== Kurze Aufgabe A ==
Entscheiden Sie für jede Aussage, ob sie mit dem Text über die Proteste in Bagdad übereinstimmt. Antworten Sie jeweils mit Ja oder Nein und zitieren Sie die ausschlaggebenden Worte wörtlich: (i) Die Demonstranten gehören einer bestimmten Gruppe an. (ii) Von Bagdad bis Basra arbeiten die Gruppen ohne gemeinsame Agenda. (iii) Die Forderung, keine Parteien mehr zuzulassen, wird als umsetzbar dargestellt.
== Kurze Aufgabe B ==
Setzen Sie den Text über die Proteste in Bagdad im Anschluss an seinen letzten Satz fort.

== Lesetext ==
Seit einigen Monaten demonstrieren in Bagdad junge Menschen. Welche Veränderungen haben sie ausgelöst?

Die Demonstranten haben Veränderungsprozesse in Gang gesetzt. Aber um diesen Staat mit seinen mächtigen Parteien, die alle Themen beherrschen, in der Tiefe zu ändern, braucht es Zeit. Es gibt zwar eine neue Generation von Politikern, aber die jetzige Generation wird nicht so leicht aufgeben. Diese Bewegung von der Straße hat viele Botschaften gesendet: Über den Einfluss eines fremden Landes, über die Korruption, über den Einfluss der islamischen Parteien. Besonders wichtig daran ist, dass eine schiitische Generation gegen schiitische Parteien auftritt. Und man kann sie nicht einfach als Verschwörung ein paar Einzelner abtun, wie das versucht wurde. Sie gehören zu keiner Gruppe, sondern kommen alle aus der Generation nach dem Jahrgang von 2003.

Sie haben gut begonnen, aber ihre Demonstrationen – so wie auch sonst in der Welt zu Beginn solcher Bewegungen – sind über das ganze Land verteilt. Von Bagdad bis Basra arbeiten einzelne Gruppen ohne eine gemeinsame Agenda. Und es ist auch nicht klar, wer in ihren Namen spricht.

Es braucht ja immer Zeit, um etwas zu ändern. Wie werden sie das schaffen? Was kann für sie hilfreich sein, damit sie sich besser organisieren können? Nicht, dass auf einen arabischen Frühling ein arabischer Winter folgt…

Ihre Agenda ist viel zu umfangreich. Sie sollten sich auf ein paar Themen konzentrieren. Am Anfang verlangten sie eine Revision der Verfassung, aber das ist leicht gesagt. Manche verlangen, dass es keine Parteien mehr geben solle, aber das würde nicht funktionieren. Sie sollten klare Forderungen postulieren: Erstens, zweitens, drittens usw.

== Gesammelte Daten ==

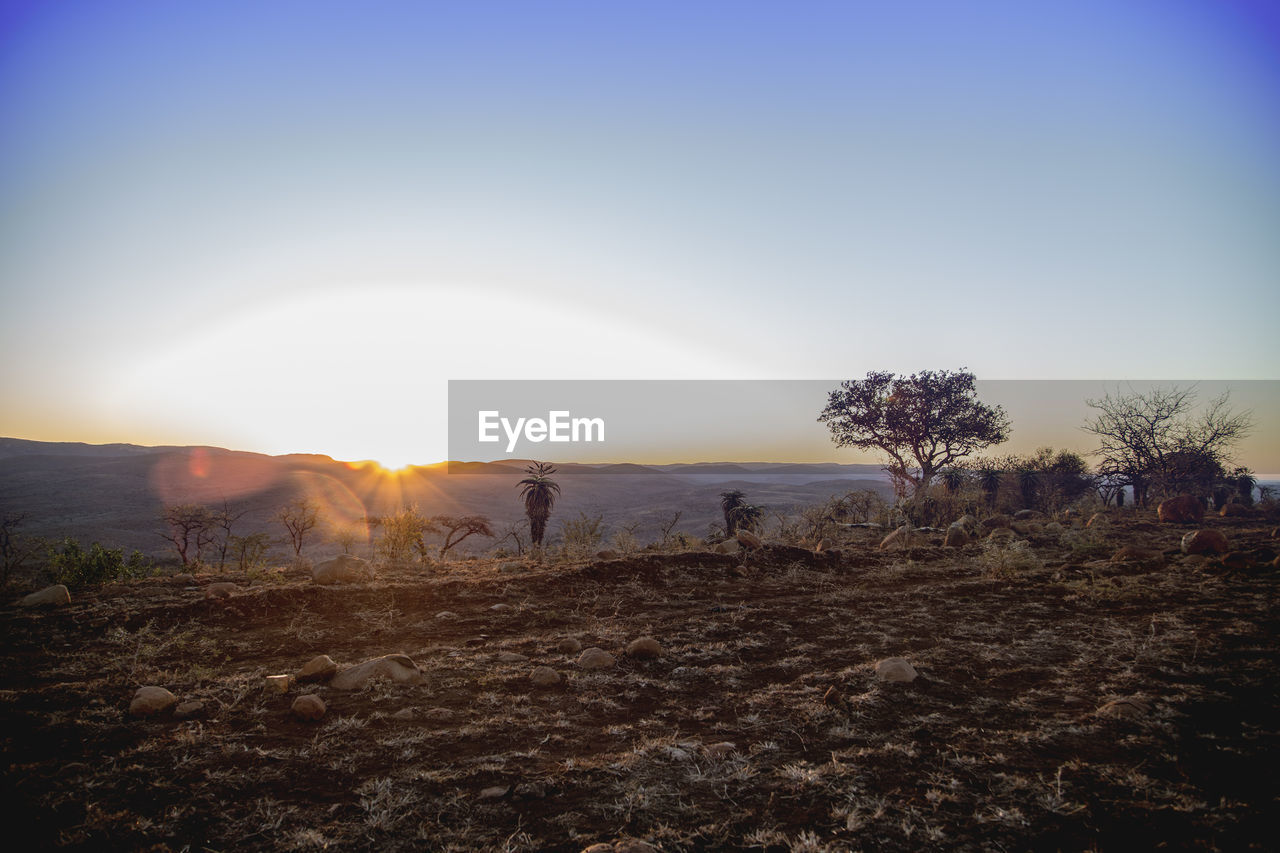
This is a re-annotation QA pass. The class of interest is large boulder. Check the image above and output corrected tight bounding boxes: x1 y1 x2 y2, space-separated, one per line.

== Erwartete Antwort A ==
(i) Nein: „Sie gehören zu keiner Gruppe, sondern kommen alle aus der Generation nach dem Jahrgang von 2003.“
(ii) Ja: „Von Bagdad bis Basra arbeiten einzelne Gruppen ohne eine gemeinsame Agenda.“
(iii) Nein: „Manche verlangen, dass es keine Parteien mehr geben solle, aber das würde nicht funktionieren.“

== Erwartete Antwort B ==
Eine zentrale Forderung sind Neuwahlen. Aber die großen Fraktionen zögern wohlweislich, denn ihnen ist klar, dass bei zeitnahen Wahlen jede neue Partei, die säkular oder rechtsstaatlich ausgerichtet ist, die meisten Stimmen erhalten würde.

Weiterhin fordern sie, dass die Leute vor Gericht kommen, die für die Schießereien bei den Demonstrationen verantwortlich waren. Mehr als 600 Menschen wurden getötet. Niemand versucht das zu klären.

Sie wollen Antworten auf ihre Fragen zur Korruption oder den Wahlen. Aber nur große Parolen zu skandieren, die nicht erreicht werden können, ist nicht zielführend. Sie brauchen realistische Ziele und müssen Vertreter festlegen, die in ihrem Namen sprechen.

Ich bezweifle, dass die Regierung den guten Willen hat auf diese Forderungen einzugehen, geschweige denn die Fähigkeit dazu. Aber selbst wenn dem so wäre, mit wem sollte sie sprechen? Die Demonstranten müssen ihre Repräsentanten klar benennen.

Nach der Ermordung des iranischen Kommandeurs Qasem Suleimani zu Beginn des Jahres verabschiedete das irakische Parlament eine Resolution an die irakische Regierung, für ein Ende der militärischen Präsenz aller ausländischen Truppen im Land zu sorgen. Wie ist die aktuelle Situation? In welche Richtung wird es gehen?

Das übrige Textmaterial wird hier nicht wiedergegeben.